Short exercise 1: Reproduce every line of the entries below, including the request lines, and adjust each coordinate in the point answers by adding -70 to it.
** BEGIN Supplied passage **
I wanted to take a look at individual videos that are being shared out there. Some I have discovered through my seemingly endless reading (ok, scanning), some came from my very smart students at Johns Hopkins, some from colleagues. This is a simple round up of what works (beyond the obvious grand slam of our Toronto group's success with Dove Evolution).
Entertainment
Getting a talent like Christopher Guest to direct a 2:33 music video - or a couple of them - is a great move. He obviously has a draw amongst a smart, well-educated audience and he embraces the geek in all of us through every movie he has done. This particular video for Intel (a client but we had nothing to do with this) is great - it's funny, dense-enough that you may watch it a few times, lives up to what I expect from Christopher Guest, and it associates Intel with someone/something that is uncharateristically cool. It's at almost 25K views over 3-4 weeks which is not huge. But it is very B2B and huge numbers aren't necessarily the endgame. There are lots of B2B videos out there with tech companies, specifically trying to have fun. Branded entertainment isn't as it easy as it looks. And Christopher Guest is 'A' - level talent.
** END Supplied passage **
Short exercise 2: Carry on the post about shared brand videos, picking up after its final sentence.
** BEGIN Data extract **
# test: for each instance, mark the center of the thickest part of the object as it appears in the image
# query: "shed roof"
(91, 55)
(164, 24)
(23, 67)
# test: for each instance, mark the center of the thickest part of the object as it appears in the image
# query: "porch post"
** END Data extract **
Task response 1:
# test: for each instance, mark the center of the thickest part of the object as it appears in the image
# query: "shed roof"
(21, -15)
(94, -46)
(-47, -3)
# test: for each instance, mark the center of the thickest part of the object as it appears in the image
# query: "porch post"

Task response 2:
Good for: Reach & Awareness (not much about it leads to engagement - there is no click-through call-to-action)
How-it-works
I am a big fan of white board How-to's and How-it-works and this one about social networks is particularly good. This format is deceptively simple-looking yet it relies heavily on the "presenter" - either by being compelling or being a great counterpart to the visual story. The visual story is tightly choreographed. I would be surpised to discover that this was not painstakingly rehearsed. This is part of the "in Plain English" series that also includes "Wikis in Plain English."
Here's one from another source that has been around about a year (610K views) and outlines the marketing potential of SecondLife
Good for: Engagement, Thought Leadership
Futurecasting
There have been a lot of compelling videos that portray a vision of the future. This one was shared by Steven Feld, one of my graduate students (and smart guy). Called Prometeus - The Media Revolution (Prometheus?) it paints a picture of the future with enough sprinklings of present fact to be super compelling. And the Italian accent doesn't hurt either. Intel has one called the Intel UMPC Vision Video (again client but not involved in this one)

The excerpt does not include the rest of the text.